Task: Please print the following lines verbatim, leaving every character unchanged.
* Begin Extracted records *
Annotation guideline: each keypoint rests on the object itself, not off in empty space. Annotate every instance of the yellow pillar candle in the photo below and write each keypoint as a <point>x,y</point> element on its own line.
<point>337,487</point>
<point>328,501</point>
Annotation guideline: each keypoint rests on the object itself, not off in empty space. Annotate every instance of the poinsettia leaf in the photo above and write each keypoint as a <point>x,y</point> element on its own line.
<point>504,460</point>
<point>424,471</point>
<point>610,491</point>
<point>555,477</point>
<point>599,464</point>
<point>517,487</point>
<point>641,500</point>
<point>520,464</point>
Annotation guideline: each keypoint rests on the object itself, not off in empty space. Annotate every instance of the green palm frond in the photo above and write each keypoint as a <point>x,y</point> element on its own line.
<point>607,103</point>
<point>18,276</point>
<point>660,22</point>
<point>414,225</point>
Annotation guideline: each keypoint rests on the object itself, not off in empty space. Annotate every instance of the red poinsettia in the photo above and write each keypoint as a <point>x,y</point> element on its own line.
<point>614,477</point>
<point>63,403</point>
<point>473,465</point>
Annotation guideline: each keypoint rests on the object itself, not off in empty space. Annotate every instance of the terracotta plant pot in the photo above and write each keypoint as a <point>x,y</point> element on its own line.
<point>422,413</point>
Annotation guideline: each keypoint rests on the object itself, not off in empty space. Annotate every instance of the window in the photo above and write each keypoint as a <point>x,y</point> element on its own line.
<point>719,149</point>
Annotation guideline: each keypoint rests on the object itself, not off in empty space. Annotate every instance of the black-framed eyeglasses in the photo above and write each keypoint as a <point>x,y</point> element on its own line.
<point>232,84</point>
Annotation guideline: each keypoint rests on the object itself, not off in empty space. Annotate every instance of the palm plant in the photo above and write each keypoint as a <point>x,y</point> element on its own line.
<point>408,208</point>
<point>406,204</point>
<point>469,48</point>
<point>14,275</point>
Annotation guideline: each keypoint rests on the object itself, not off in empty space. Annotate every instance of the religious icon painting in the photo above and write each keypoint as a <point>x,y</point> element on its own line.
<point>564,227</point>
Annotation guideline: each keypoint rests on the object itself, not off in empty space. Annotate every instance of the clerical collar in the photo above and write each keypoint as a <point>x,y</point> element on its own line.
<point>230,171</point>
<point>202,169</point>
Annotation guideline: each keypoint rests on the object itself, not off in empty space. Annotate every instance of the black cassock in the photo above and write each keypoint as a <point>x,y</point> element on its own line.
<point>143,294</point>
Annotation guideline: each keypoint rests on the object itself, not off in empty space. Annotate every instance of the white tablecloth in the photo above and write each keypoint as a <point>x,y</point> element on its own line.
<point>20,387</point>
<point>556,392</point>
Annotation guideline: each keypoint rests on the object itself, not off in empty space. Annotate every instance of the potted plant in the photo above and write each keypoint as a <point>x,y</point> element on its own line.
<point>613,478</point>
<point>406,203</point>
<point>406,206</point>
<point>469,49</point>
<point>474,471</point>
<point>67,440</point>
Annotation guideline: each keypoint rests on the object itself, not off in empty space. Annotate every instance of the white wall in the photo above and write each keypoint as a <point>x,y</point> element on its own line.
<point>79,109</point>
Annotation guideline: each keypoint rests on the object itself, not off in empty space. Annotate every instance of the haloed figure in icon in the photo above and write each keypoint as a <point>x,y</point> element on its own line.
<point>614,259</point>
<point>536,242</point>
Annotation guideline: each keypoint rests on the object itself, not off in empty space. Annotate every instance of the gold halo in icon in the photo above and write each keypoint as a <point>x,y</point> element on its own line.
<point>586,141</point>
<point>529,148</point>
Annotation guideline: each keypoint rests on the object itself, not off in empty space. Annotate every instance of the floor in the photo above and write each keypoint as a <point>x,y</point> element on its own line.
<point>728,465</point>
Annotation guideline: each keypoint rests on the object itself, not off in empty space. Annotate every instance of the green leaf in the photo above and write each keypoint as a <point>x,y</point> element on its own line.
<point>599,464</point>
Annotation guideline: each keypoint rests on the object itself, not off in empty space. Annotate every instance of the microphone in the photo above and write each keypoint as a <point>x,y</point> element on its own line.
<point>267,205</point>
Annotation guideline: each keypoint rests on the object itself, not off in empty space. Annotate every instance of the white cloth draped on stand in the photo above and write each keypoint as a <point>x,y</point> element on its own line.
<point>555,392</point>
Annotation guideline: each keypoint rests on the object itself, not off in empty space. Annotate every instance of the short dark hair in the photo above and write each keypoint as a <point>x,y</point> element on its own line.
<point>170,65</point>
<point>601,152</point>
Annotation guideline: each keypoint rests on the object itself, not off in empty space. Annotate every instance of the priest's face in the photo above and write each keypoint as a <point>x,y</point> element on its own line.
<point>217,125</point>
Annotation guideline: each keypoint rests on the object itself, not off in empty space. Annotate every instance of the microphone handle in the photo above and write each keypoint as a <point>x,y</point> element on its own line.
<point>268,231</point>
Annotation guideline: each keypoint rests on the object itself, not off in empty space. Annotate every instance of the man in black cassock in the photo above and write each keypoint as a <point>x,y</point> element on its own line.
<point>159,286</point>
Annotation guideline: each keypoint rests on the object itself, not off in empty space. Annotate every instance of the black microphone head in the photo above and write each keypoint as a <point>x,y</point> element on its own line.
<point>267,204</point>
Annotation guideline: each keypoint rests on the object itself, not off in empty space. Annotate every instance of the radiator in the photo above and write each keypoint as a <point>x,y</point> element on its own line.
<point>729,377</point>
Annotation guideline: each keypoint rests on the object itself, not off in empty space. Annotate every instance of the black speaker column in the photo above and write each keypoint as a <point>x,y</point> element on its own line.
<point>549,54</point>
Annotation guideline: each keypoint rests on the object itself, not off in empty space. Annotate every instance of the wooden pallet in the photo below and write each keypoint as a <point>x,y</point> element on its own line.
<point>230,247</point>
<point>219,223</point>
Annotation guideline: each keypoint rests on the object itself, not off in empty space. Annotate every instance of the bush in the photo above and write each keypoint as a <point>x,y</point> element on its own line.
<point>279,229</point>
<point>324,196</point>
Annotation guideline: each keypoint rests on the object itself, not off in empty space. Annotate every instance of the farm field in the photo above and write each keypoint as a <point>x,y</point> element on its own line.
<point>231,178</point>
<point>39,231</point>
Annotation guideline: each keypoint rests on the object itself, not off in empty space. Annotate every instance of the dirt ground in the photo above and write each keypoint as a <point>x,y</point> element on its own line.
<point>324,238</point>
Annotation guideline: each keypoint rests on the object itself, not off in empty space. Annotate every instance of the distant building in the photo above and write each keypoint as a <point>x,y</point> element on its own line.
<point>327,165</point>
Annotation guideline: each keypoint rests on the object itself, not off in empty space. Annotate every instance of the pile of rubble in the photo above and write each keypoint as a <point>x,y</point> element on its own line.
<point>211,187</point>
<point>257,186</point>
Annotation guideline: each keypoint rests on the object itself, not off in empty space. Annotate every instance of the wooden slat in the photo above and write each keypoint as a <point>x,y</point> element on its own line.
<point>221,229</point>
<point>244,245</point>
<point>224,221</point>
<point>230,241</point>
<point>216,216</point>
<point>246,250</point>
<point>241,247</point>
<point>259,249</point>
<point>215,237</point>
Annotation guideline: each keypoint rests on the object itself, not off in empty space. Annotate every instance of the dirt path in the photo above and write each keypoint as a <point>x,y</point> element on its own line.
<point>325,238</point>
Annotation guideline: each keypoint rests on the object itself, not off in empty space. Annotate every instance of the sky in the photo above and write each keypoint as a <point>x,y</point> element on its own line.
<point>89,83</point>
* End Extracted records *
Full output:
Annotation guideline: each keypoint rests on the object itself, not off in empty space. Annotate every instance of the yellow pillar candle in the photo below and write each keypoint as a <point>x,y</point> element on its own line.
<point>337,487</point>
<point>328,501</point>
Annotation guideline: each keypoint rests on the object itself, not off in empty space. Annotate every instance of the poinsettia leaf in the photo above and write each keypoint as a <point>x,y</point> element on its own line.
<point>504,460</point>
<point>424,471</point>
<point>610,491</point>
<point>555,477</point>
<point>599,464</point>
<point>517,487</point>
<point>641,500</point>
<point>520,464</point>
Annotation guideline: each keypoint rests on the object itself, not off in empty space. Annotate every instance of the green palm frond in the photo above and write each keypoint as a <point>x,y</point> element on its own line.
<point>607,103</point>
<point>18,276</point>
<point>660,22</point>
<point>414,225</point>
Annotation guideline: each keypoint rests on the object itself, not off in empty space. Annotate every instance of the red poinsettia in the photo above and write each keypoint as a <point>x,y</point> element on its own line.
<point>614,477</point>
<point>63,403</point>
<point>473,465</point>
Annotation guideline: each keypoint rests on the object itself, not off in empty space. Annotate every instance of the terracotta plant pot in the photo above and write each keypoint as a <point>x,y</point> element on its own line.
<point>422,413</point>
Annotation guideline: each keypoint rests on the object itself, not off in empty space. Annotate every instance of the window in the photo above and write each keypoint as a <point>x,y</point> element on its own line.
<point>719,149</point>
Annotation guideline: each keypoint rests on the object itself, not off in empty space. Annotate every instance of the black-framed eyeglasses in the photo above and write each keypoint as a <point>x,y</point> element on its own line.
<point>232,84</point>
Annotation guideline: each keypoint rests on the object itself, not off in empty space. Annotate every instance of the palm plant in the photo above and write each keypoint as a <point>x,y</point> element on its own line.
<point>408,208</point>
<point>406,204</point>
<point>469,48</point>
<point>14,275</point>
Annotation guideline: each keypoint rests on the object itself, not off in empty space. Annotate every instance of the religious icon painting in the photo above and write each keypoint as a <point>x,y</point> element on its own line.
<point>564,227</point>
Annotation guideline: each keypoint rests on the object itself, not off in empty space. Annotate every instance of the clerical collar in the photo above and write each keypoint as a <point>x,y</point> element on its own line.
<point>230,171</point>
<point>202,169</point>
Annotation guideline: each keypoint rests on the object itself, not off in empty space. Annotate every instance of the black cassock in the photo above and write each keypoint as a <point>x,y</point> element on its own line.
<point>143,294</point>
Annotation guideline: each keypoint rests on the object itself, not off in empty space. Annotate every instance of the white tablecloth in the photo above and write each keypoint as a <point>x,y</point> element on its own line.
<point>20,387</point>
<point>556,392</point>
Annotation guideline: each keypoint rests on the object itself, not off in empty space. Annotate every instance of the potted plant in the photo above and write each keypoint as a <point>x,y</point> element on its own line.
<point>613,478</point>
<point>406,203</point>
<point>406,206</point>
<point>469,49</point>
<point>474,471</point>
<point>67,440</point>
Annotation guideline: each keypoint rests on the object itself, not off in empty space. Annotate every instance of the white wall in the photo above and write each keypoint as a <point>x,y</point> element on its own line.
<point>79,109</point>
Annotation guideline: each keypoint rests on the object itself, not off in empty space. Annotate every instance of the haloed figure in icon in the photo above and write each keypoint as a <point>x,y</point> element on its own line.
<point>614,259</point>
<point>536,242</point>
Annotation guideline: each keypoint rests on the object itself, not off in empty space. Annotate every instance of the gold halo in icon in the photo above and write each keypoint as a <point>x,y</point> element on its own line.
<point>586,141</point>
<point>529,148</point>
Annotation guideline: each keypoint rests on the object itself, not off in empty space. Annotate every instance of the floor in the photo above and write each keypoint as a <point>x,y</point> element on its own line.
<point>728,465</point>
Annotation guideline: each keypoint rests on the object itself, not off in empty space. Annotate every instance of the green leaf in the photo above and write each keypoint as a <point>x,y</point> element on its own line.
<point>599,464</point>
Annotation guideline: each keypoint rests on the object itself, not off in empty space. Annotate every instance of the microphone in the photo above and write each keypoint as a <point>x,y</point> element on its own line.
<point>267,205</point>
Annotation guideline: each keypoint rests on the object itself, not off in empty space. Annotate every instance of the white cloth draped on stand in the photo above and write each keypoint as a <point>x,y</point> element on its own line.
<point>555,392</point>
Annotation guideline: each keypoint rests on the object itself, not off in empty space. Annotate every instance of the short dark hair in the photo above and write each keypoint as a <point>x,y</point> element on its own line.
<point>170,65</point>
<point>601,152</point>
Annotation guideline: each keypoint rests on the object itself, not off in empty space. Annotate every instance of the priest's face in the photo above and write each keypoint as a <point>x,y</point> element on its own line.
<point>217,125</point>
Annotation guideline: each keypoint rests on the object itself, not off in empty space. Annotate every instance of the microphone handle in the photo above and write each keypoint as a <point>x,y</point> element on its own line.
<point>268,231</point>
Annotation guideline: each keypoint rests on the object itself, not off in empty space. Annotate every instance of the man in black cassock in the photo above and write each keypoint as a <point>x,y</point> element on its own line.
<point>159,286</point>
Annotation guideline: each keypoint rests on the object itself, not off in empty space. Annotate every instance of the black microphone head in the photo above and write each keypoint as a <point>x,y</point> element on its own line.
<point>267,204</point>
Annotation guideline: each keypoint rests on the object itself, not off in empty space. Annotate every instance of the radiator in the photo above and write each keypoint as a <point>x,y</point> element on its own line.
<point>729,377</point>
Annotation guideline: each keypoint rests on the object itself, not off in empty space. Annotate every instance of the black speaker column in the photo above and write each keypoint as a <point>x,y</point> element on its own line.
<point>549,54</point>
Annotation guideline: each keypoint rests on the object itself, not off in empty space. Annotate every instance of the wooden pallet in the photo below and write each keypoint as a <point>x,y</point> element on its own line.
<point>230,247</point>
<point>219,223</point>
Annotation guideline: each keypoint rests on the object itself, not off in empty space. Annotate every instance of the bush in the photo above and write each keypoint as a <point>x,y</point> element on its own line.
<point>279,229</point>
<point>324,196</point>
Annotation guideline: each keypoint rests on the object itself, not off in empty space. Annotate every instance of the farm field in the photo above and write each keypoint as a <point>x,y</point> element on its own line.
<point>231,178</point>
<point>39,231</point>
Annotation guideline: each keypoint rests on the object itself, not off in empty space. Annotate every instance of the dirt ground in the photo above and write each keypoint as a <point>x,y</point> element on its own line.
<point>324,238</point>
Annotation guideline: each keypoint rests on the object itself, not off in empty space. Annotate every instance of the distant building in the photo above and write each keypoint as a <point>x,y</point> element on its own line.
<point>327,165</point>
Annotation guideline: each keypoint rests on the object itself, not off in empty space. Annotate every instance of the pile of rubble in the photo above and write each keypoint as a <point>x,y</point> element on its own line.
<point>211,187</point>
<point>257,186</point>
Annotation guideline: each keypoint rests on the object itself, not off in empty space. Annotate every instance of the wooden slat in the photo above and write each keypoint as a <point>x,y</point> element on its own line.
<point>221,229</point>
<point>244,245</point>
<point>224,221</point>
<point>230,241</point>
<point>216,216</point>
<point>246,250</point>
<point>241,247</point>
<point>259,249</point>
<point>215,237</point>
Annotation guideline: each keypoint rests on the object itself, not off in empty space. Annotate every instance of the dirt path in the photo above and write each keypoint as a <point>x,y</point> element on its own line.
<point>325,238</point>
Annotation guideline: each keypoint rests on the object itself, not off in empty space. Annotate every instance of the sky in the photo above and write each keypoint as a <point>x,y</point> element on its own line.
<point>89,83</point>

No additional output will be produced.